— Exercise requirements —
1 - According to the Tourism Fund opinion, what kind of corporation would an industrial development corporation have to be to qualify for an award?
2 - Summarize the Tourism Fund opinion in two sentences.
3 - Continue the Tourism Fund opinion from where it stops.

— Document extract —
● ● ●

An "industrial development corporation" is not categorically excluded from consideration for an award from the Tourism Fund. However, to be eligible, the "industrial development corporation" would have to be "an Indiana not-for-profit corporation" and the funds would have to "be used to promote and encourage conventions, visitors or tourism in the county," as required by Ind. Code § 6-9-18-6(a)(6).8

CONCLUSION

The pertinent statutory provisions addressed by the OAG in 1997 have remained unchanged. The reasoning of the 1997 OAG Opinion remains sound: A Tourism Board established under Ind. Code § 6-9-18-5 may not award a grant or enter into a contract or other agreement with a for-profit corporation "to promote and encourage conventions, visitors, or tourism in the county" from the Tourism Fund. Ind. Code §§ 6-9-18-4(c), 6-9-18-6(a)(6). The Tourism Board is prevented from such a direct award based not only on the aforementioned statutory provisions but by the language in its authorizing ordinance.

However, neither the statutory provisions nor the authorizing ordinance prohibit an eligible not-for-profit entity from entering into a separate contract with a for-profit entity to assist it in the discharge of the approved event. Ind. Code § 6-9-18 et seq. and the authorizing ordinance prohibit a direct contractual relationship with a for-profit entity in the promotion of tourism in a county; it does not address or otherwise limit subsequent agreements between successful eligible applicants and for-profit entities.

SUBMITTED and
ENDORSED FOR PUBLICATION

Curtis T. Hill, Jr.

● ● ●

— Data entries —
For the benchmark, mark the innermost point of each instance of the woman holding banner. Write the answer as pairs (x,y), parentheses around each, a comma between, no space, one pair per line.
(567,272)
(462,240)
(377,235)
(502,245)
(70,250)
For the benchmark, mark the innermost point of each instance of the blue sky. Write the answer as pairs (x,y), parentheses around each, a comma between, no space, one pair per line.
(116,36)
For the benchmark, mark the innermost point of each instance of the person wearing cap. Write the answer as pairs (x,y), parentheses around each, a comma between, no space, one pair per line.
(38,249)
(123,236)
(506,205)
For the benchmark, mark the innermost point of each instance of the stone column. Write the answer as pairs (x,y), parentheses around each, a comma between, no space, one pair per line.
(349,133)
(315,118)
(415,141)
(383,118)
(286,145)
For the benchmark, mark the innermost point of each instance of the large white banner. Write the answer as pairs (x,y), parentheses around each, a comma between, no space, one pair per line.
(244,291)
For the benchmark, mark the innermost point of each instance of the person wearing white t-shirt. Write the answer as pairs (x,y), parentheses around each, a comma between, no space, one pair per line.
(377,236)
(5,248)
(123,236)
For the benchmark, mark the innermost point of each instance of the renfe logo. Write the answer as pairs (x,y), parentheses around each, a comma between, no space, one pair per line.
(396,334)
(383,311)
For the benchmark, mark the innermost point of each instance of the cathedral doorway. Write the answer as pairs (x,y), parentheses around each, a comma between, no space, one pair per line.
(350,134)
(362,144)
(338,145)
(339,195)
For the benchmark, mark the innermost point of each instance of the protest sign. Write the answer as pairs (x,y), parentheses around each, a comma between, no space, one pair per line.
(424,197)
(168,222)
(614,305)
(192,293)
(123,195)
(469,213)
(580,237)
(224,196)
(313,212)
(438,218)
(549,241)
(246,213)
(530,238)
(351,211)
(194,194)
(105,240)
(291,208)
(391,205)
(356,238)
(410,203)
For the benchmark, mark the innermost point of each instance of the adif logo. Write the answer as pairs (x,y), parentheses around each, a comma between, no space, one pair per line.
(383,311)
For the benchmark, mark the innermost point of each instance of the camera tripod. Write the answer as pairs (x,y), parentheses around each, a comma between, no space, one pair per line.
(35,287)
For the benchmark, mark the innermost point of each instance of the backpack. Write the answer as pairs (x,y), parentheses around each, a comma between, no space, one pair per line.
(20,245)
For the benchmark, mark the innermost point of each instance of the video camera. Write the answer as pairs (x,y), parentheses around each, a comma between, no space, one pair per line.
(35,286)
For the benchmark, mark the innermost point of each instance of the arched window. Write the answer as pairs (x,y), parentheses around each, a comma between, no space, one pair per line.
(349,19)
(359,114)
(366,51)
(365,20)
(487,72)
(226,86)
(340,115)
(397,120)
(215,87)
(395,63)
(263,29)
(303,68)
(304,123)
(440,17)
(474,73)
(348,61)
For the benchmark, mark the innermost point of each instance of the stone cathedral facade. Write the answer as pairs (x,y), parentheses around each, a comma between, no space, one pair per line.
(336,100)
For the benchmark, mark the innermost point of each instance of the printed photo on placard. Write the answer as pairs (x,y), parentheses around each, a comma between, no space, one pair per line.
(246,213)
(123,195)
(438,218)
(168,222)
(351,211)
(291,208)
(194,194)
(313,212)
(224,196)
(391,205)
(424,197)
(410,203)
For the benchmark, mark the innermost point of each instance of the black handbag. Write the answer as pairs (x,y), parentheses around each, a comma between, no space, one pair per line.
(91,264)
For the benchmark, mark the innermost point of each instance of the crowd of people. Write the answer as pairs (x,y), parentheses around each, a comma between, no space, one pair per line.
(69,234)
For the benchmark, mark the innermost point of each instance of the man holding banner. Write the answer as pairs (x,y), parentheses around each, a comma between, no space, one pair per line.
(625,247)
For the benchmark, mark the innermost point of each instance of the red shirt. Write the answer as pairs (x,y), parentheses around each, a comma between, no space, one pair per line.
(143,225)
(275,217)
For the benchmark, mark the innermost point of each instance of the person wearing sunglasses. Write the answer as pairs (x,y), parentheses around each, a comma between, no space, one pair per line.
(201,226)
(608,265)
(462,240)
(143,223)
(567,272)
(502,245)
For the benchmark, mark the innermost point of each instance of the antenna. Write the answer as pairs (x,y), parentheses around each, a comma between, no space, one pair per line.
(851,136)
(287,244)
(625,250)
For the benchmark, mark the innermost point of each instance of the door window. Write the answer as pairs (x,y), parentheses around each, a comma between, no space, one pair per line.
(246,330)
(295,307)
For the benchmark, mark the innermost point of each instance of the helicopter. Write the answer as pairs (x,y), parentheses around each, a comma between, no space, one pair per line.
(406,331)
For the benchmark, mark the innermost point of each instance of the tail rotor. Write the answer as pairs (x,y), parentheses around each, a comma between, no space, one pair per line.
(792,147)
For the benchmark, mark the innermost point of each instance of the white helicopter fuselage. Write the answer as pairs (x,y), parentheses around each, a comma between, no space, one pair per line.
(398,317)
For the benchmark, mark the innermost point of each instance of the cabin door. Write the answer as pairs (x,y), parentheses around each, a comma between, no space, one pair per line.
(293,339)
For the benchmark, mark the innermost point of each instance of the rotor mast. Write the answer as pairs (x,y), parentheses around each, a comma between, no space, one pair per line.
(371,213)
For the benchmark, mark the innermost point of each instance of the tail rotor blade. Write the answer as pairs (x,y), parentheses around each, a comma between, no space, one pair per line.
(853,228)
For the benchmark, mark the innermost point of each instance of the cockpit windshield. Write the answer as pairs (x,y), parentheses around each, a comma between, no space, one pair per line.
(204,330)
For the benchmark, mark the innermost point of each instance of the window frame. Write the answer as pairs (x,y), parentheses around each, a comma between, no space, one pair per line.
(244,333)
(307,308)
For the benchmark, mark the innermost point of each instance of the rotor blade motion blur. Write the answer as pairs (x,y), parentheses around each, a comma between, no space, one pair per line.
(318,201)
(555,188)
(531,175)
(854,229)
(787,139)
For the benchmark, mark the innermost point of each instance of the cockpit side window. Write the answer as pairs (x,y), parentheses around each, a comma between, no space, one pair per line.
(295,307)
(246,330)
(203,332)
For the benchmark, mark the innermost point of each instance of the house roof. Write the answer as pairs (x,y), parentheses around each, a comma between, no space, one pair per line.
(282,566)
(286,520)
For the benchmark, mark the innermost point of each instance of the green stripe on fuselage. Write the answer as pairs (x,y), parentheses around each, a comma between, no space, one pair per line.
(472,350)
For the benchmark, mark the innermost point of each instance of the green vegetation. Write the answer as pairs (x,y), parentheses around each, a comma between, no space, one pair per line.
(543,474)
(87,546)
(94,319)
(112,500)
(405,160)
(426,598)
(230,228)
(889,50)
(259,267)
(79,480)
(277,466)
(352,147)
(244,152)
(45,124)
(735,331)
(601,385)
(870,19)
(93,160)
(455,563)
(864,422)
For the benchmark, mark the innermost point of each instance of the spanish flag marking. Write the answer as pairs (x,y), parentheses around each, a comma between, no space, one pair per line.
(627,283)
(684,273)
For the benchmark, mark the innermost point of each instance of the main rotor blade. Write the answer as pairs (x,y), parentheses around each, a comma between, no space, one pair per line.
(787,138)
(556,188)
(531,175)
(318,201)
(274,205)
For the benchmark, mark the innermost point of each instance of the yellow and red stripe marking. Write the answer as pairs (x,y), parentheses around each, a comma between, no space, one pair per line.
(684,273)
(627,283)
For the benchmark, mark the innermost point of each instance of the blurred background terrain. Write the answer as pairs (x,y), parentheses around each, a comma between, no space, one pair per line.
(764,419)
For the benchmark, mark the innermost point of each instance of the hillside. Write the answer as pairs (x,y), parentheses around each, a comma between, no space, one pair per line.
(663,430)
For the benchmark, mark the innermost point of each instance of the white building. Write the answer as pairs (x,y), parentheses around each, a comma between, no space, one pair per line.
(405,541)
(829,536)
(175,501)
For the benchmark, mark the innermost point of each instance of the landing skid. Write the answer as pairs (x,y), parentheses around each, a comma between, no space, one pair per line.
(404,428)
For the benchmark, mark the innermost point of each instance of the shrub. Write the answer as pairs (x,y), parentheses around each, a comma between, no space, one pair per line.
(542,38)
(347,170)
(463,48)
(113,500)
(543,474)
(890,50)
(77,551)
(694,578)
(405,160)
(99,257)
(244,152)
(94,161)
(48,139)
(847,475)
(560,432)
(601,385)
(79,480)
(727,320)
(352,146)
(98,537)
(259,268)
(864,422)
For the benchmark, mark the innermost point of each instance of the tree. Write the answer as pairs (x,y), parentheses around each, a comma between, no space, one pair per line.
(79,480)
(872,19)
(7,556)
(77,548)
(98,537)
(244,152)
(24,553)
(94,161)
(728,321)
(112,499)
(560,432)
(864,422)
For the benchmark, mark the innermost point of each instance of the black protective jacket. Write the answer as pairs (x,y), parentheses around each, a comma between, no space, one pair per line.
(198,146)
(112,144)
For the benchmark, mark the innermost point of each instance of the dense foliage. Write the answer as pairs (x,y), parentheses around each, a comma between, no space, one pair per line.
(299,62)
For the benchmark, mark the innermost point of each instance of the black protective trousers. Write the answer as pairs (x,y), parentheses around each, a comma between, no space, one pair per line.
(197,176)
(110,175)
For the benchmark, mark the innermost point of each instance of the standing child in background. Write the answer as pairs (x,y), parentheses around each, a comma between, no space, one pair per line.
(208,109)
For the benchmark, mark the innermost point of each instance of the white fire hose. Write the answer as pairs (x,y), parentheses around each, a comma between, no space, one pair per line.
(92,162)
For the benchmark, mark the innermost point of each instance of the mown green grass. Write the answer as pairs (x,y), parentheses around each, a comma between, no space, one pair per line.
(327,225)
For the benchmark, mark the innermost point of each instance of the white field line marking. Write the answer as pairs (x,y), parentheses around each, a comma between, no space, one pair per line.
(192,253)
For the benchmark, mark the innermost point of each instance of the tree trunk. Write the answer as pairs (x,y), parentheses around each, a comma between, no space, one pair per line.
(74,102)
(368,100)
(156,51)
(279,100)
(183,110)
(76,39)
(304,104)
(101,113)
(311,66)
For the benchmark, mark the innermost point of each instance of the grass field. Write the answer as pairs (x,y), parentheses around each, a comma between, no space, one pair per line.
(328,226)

● ● ●

— Responses —
1 - An Indiana not-for-profit corporation.

2 - The opinion finds that the statutory provisions addressed in 1997 are unchanged and that a Tourism Board may not award a grant or enter into a contract with a for-profit corporation from the Tourism Fund, which its authorizing ordinance also prevents. However, an eligible not-for-profit entity may make a separate contract with a for-profit entity to help carry out an approved event, and an industrial development corporation may be eligible if it is an Indiana not-for-profit corporation using the funds to promote conventions, visitors or tourism in the county.

3 -
Attorney General

Richard M. Bramer, Chief Legal Counsel
Kevin C. McDowell, Assistant Chief Counsel
____________________
1 The Tourism Board promotes Johnson County as "Festival Country Indiana." The information regarding tourism promotion grants (the application itself and an accompanying FAQ – commonly known as an abbreviation for Frequently Asked Questions) from its Tourism Fund is garnered from its website, https://www.festivalcountryindiana.com/grants (last visited November 4, 2018).
2 https://www.festivalcountryindiana.com/grant-faq (last visited November 4, 2018).
3 See file:///C:/Users/Kevin/Downloads/JJC%20grant%20application%2010-16-17(1).pdf (last visited November 4, 2018).
4 See file:///C:/Users/Kevin/Downloads/JJC%20Post-event%20questions%2010-16-17.pdf (last visited November 4, 2018).
5 A number of counties have their own statutory provisions permitting the levying of an innkeeper's tax and the creation of tourism boards. See, generally, Ind. Code Art. 6-9. Johnson County is not one of these; accordingly, it is formed under the uniform provisions of Ind. Code § 6-9-18 et seq.
6 1997 Op. Ind. Att'y Gen. No. 06 (October 17, 1997).
7 Id.
8 Id.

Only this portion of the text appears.